_YOUR GOAL_
Reproduce every line of the entries below verbatim, leaving out the pictures.

_RAW RECORDS_
** Begin **
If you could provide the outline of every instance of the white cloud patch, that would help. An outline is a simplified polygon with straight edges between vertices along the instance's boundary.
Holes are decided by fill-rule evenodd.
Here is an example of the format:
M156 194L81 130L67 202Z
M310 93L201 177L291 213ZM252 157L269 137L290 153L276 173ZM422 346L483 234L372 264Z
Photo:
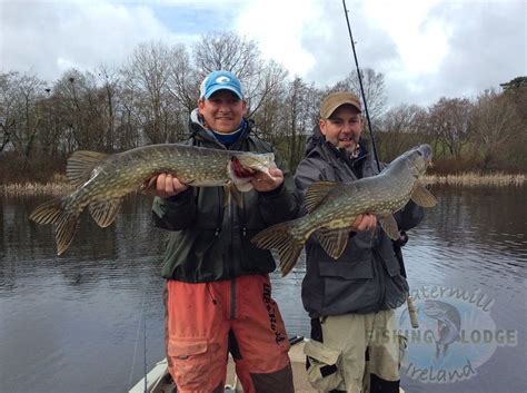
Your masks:
M48 80L72 67L121 66L139 42L175 40L141 4L2 1L0 7L2 71L29 71Z
M474 97L527 73L524 0L347 0L361 68L385 75L388 102ZM122 66L139 42L191 45L233 30L319 87L355 62L341 1L0 0L0 71L52 80Z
** End **
_FINISHED EXERCISE_
If you could provide the outline of every instance of the white cloud patch, that would help. An outline is a simplified polygon with straight edges between vertices along the instance's boundary.
Holes are decided by fill-rule evenodd.
Here is an example of the format:
M156 194L81 130L67 202Z
M310 93L201 177L291 213ZM252 157L269 137L290 153L276 173ZM422 346L483 234L372 264Z
Photo:
Your masks:
M48 80L72 67L121 66L139 42L175 40L141 4L2 1L0 7L2 71L29 71Z
M474 97L527 73L524 0L347 0L361 68L385 75L388 102ZM122 66L139 42L191 45L233 30L319 87L355 62L341 1L0 0L0 71L52 80Z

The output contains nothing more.